Supplied records:
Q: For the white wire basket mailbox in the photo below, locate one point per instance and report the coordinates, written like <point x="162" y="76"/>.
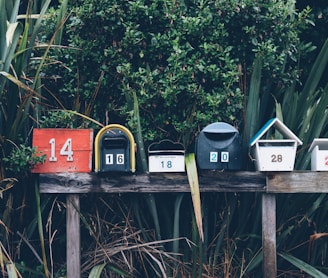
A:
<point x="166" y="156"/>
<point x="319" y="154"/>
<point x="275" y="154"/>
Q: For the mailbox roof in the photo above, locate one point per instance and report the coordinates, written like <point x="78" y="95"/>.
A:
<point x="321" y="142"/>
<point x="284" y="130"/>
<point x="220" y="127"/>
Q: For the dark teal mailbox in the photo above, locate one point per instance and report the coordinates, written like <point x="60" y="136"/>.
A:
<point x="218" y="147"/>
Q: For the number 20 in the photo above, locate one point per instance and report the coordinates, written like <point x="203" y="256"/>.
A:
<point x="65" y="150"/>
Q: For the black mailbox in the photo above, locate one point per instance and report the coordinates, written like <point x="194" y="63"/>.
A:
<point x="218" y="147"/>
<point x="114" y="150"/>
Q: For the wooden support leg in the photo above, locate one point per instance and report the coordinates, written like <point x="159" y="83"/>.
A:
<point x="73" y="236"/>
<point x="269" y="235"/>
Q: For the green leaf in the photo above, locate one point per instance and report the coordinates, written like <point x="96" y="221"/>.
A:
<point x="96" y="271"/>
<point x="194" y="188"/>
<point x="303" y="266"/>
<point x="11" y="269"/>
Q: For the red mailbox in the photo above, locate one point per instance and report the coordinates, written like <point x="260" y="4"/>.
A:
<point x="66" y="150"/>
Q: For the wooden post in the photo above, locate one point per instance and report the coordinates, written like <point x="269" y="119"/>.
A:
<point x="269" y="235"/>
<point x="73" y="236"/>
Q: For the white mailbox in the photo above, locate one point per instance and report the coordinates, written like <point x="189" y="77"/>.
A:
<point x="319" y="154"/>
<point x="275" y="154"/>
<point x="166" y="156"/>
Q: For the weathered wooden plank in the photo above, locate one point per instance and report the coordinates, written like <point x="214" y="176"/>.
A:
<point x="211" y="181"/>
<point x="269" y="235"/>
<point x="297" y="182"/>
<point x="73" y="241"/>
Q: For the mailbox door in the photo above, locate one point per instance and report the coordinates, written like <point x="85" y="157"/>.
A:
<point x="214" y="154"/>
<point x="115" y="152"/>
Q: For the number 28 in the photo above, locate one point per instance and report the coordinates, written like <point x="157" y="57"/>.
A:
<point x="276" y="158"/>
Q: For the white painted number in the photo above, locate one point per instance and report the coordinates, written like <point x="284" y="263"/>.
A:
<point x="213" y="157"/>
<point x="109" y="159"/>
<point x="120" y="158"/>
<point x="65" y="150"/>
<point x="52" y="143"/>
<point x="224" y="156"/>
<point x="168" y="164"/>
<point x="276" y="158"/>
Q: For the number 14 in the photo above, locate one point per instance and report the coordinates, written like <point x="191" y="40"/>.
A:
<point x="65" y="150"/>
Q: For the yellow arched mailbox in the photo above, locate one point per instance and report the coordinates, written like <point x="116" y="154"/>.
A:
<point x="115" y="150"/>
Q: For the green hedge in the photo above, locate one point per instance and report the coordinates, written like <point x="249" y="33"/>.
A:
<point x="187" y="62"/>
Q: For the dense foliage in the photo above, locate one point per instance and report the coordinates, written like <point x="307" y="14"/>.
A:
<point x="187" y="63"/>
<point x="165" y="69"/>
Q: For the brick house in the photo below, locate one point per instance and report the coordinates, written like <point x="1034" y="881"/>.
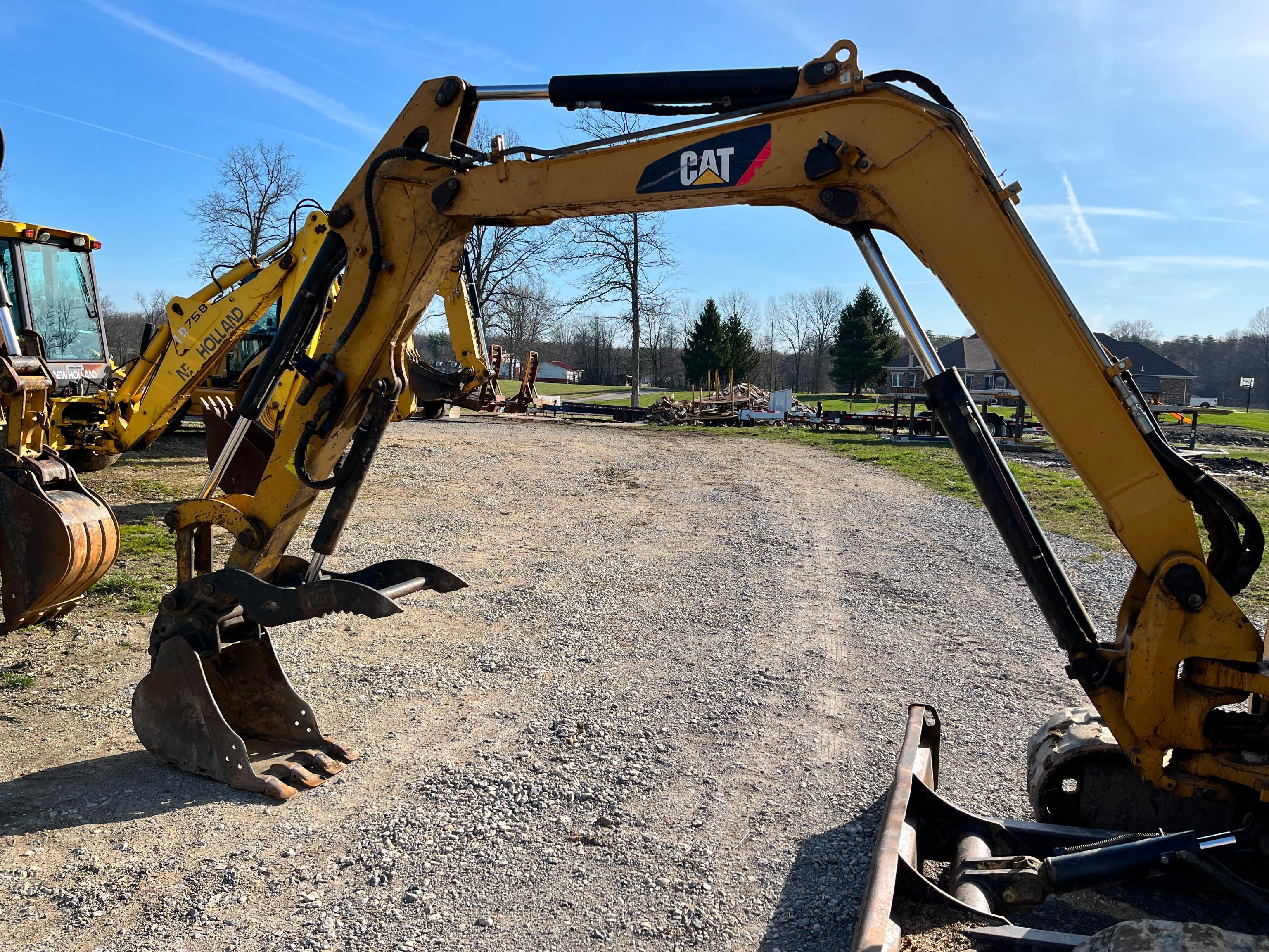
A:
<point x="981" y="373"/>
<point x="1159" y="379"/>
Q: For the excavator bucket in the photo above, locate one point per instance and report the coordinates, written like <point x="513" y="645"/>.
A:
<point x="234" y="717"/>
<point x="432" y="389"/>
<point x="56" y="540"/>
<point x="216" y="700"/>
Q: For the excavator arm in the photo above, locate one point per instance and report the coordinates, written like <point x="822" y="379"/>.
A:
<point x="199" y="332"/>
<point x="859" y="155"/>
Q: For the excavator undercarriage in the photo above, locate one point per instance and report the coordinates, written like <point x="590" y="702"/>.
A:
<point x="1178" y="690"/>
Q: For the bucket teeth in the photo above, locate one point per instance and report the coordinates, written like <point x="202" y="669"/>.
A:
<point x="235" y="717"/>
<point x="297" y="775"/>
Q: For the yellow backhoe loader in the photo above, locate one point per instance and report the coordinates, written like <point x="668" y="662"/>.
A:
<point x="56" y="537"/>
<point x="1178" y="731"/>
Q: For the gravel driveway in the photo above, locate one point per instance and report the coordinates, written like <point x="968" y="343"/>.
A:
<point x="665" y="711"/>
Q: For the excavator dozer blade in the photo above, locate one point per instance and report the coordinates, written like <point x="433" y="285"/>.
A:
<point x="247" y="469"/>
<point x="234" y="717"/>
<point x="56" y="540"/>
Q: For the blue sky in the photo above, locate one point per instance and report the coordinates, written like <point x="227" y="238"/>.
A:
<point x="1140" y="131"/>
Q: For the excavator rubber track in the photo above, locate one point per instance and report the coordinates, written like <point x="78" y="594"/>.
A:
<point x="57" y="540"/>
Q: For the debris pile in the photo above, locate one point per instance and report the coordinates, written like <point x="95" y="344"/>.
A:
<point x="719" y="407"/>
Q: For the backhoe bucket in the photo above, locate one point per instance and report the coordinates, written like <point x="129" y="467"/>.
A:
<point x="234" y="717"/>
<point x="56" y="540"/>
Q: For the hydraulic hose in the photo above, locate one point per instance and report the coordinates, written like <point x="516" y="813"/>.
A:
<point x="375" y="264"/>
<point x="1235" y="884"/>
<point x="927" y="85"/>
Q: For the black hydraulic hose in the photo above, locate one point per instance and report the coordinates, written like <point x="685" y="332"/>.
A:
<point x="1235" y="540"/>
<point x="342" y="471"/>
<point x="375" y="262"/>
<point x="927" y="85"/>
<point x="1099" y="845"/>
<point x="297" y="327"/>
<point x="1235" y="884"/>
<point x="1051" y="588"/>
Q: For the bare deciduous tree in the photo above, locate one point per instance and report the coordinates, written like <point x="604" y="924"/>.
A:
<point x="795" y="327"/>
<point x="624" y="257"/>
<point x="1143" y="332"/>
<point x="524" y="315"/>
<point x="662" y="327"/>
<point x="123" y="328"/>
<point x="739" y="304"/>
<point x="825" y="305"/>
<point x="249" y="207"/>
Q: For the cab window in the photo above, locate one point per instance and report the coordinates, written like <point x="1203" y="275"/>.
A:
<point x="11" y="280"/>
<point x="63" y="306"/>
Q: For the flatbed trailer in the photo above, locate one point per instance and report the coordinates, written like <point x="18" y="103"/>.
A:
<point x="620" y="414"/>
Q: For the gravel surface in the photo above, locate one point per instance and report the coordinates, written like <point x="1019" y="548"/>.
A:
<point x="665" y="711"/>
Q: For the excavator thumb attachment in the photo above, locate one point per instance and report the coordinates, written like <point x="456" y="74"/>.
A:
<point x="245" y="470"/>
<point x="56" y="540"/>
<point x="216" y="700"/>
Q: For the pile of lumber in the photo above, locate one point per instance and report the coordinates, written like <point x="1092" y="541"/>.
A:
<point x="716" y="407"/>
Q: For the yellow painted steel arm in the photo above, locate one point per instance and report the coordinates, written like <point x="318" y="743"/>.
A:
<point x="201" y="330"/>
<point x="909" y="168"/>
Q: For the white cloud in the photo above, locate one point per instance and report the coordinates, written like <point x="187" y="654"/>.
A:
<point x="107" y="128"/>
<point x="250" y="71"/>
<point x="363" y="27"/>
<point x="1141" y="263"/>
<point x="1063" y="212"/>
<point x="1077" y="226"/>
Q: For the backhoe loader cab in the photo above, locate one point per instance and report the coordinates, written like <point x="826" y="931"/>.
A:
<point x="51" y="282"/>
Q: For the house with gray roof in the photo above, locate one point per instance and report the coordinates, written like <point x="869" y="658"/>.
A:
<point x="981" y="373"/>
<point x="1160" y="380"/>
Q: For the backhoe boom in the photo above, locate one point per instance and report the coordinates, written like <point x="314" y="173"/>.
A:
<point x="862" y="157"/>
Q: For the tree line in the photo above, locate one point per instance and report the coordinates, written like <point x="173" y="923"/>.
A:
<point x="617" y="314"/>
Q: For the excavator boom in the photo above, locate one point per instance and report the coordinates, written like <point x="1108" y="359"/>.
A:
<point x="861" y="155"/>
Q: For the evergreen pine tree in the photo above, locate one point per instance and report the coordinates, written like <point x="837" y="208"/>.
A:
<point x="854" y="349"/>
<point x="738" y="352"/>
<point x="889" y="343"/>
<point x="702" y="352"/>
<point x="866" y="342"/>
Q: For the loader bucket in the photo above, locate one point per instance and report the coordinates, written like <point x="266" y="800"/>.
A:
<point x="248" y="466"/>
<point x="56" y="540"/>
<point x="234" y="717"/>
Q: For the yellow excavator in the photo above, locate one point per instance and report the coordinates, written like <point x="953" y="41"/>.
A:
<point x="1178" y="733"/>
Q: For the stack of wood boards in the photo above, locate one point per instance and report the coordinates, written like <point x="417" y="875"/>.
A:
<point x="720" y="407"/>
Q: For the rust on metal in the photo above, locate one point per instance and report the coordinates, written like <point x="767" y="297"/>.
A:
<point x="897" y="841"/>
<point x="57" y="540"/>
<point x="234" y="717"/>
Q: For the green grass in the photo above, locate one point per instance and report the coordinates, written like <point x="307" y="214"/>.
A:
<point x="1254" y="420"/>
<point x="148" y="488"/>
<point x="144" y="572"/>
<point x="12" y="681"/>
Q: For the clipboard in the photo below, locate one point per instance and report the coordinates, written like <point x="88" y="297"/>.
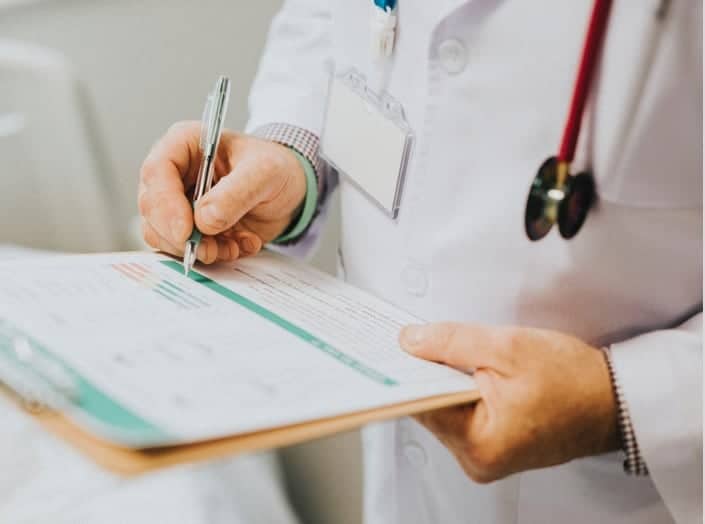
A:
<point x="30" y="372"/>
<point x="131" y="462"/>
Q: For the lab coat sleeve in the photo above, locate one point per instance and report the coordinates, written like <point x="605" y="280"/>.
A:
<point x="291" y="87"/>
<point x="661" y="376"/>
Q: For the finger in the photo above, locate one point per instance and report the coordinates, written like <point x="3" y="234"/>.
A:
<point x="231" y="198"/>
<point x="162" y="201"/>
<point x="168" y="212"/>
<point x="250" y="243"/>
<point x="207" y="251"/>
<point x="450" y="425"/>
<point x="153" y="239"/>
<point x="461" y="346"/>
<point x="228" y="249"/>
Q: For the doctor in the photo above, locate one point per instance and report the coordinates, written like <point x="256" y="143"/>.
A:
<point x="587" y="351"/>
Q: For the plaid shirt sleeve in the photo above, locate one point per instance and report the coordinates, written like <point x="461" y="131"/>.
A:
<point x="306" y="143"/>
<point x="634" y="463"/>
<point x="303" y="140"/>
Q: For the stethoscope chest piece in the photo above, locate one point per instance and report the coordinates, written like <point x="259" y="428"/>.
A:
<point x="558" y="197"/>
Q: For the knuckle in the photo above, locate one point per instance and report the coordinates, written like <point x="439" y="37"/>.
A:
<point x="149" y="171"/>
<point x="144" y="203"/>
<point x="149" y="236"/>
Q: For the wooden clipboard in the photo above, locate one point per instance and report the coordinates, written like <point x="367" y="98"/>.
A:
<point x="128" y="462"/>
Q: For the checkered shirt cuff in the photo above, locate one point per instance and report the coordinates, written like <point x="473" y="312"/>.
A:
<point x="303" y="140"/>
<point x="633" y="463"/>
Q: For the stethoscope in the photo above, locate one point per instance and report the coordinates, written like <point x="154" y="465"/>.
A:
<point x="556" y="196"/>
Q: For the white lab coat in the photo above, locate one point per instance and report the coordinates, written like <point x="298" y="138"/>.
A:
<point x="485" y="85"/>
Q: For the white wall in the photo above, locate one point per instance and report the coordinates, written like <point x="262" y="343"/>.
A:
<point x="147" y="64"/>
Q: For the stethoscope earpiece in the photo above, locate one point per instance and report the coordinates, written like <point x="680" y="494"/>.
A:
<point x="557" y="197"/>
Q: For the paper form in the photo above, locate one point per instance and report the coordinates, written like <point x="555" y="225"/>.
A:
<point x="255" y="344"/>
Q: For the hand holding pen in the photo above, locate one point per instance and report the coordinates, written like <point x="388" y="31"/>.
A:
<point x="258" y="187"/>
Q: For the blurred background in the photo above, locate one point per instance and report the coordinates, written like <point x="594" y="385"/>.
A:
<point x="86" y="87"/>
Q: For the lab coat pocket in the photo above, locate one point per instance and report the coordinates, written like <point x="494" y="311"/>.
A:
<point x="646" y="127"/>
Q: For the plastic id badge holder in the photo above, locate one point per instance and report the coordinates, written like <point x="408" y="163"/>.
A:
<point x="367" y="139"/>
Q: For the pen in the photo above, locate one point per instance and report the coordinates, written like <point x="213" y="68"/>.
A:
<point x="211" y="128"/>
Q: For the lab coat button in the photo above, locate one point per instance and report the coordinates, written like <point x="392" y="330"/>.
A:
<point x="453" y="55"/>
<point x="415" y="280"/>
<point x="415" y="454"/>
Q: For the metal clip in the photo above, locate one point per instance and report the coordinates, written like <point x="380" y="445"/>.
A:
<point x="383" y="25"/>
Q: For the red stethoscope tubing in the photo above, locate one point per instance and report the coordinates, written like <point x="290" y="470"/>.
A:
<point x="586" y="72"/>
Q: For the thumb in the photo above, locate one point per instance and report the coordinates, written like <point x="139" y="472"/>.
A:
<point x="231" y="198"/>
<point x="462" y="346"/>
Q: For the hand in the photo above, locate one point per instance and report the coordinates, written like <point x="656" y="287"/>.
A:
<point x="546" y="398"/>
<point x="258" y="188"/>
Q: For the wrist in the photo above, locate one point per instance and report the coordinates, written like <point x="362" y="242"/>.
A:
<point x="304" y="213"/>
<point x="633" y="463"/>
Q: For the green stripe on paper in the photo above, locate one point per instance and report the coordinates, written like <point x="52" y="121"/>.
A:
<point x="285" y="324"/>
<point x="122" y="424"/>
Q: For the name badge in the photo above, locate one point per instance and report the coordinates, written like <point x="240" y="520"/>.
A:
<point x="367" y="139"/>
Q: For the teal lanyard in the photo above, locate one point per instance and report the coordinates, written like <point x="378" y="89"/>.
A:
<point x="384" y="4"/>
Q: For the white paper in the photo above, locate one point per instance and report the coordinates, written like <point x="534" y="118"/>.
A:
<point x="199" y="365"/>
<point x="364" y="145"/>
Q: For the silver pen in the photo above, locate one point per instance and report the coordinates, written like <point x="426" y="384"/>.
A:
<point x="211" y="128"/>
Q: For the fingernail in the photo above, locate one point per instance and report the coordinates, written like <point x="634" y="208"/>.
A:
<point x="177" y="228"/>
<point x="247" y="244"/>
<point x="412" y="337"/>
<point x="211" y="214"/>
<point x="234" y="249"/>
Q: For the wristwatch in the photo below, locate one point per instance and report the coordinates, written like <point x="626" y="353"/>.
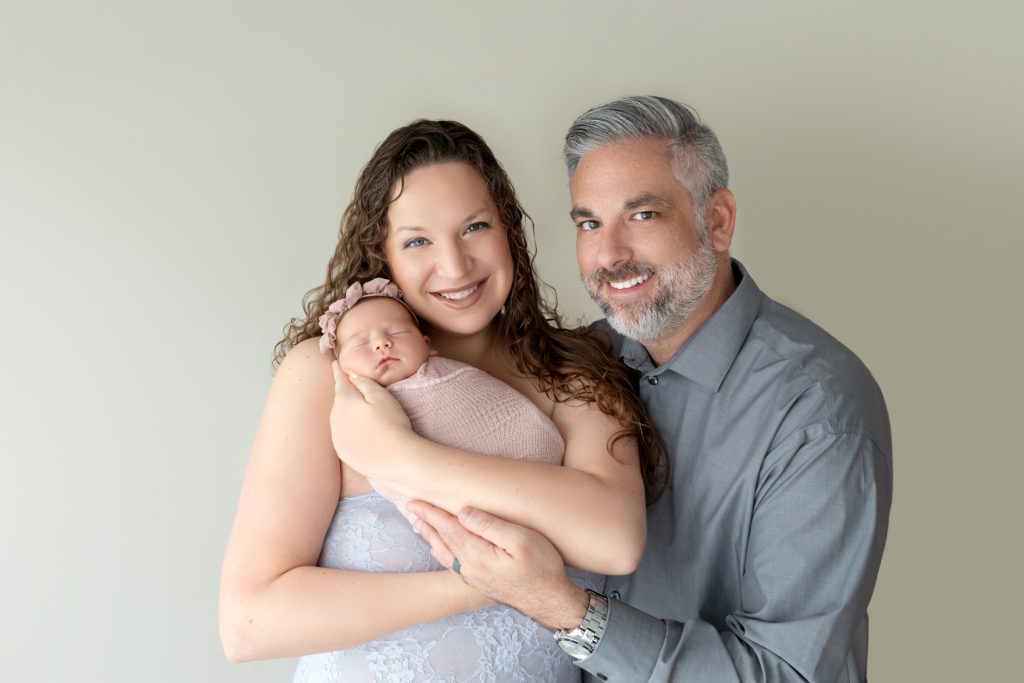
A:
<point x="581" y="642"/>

What is expected:
Filter the records above and return every line that holds the word "boom".

Solved problem:
Q: For the backhoe boom in the photo above, locate one point per instance and report the coordinates, written like <point x="314" y="173"/>.
Q: For the excavator boom in the photo above, locate one point per instance and report the coordinates, written like <point x="1108" y="359"/>.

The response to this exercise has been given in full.